start Records provided

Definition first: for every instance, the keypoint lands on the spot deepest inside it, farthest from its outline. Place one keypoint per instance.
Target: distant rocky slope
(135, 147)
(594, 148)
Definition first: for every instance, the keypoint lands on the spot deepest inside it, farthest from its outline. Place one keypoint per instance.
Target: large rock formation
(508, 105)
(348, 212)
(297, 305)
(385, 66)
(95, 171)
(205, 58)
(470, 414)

end Records provided

Rewrite all of the items above, swapping each occurrence of "keypoint" for "marker" and leaving everything else unchanged.

Definition first: for every instance, the marker lands on the spot deepest inside it, farthest from its outline. Place one marker per instance.
Target: distant rocky slope
(135, 147)
(594, 148)
Definition first: for every instance, the marker lands on the spot deepest inside it, farthest from its outline. Place one marker per instance.
Target: large rock formation
(508, 105)
(348, 212)
(297, 305)
(385, 66)
(95, 171)
(205, 58)
(470, 414)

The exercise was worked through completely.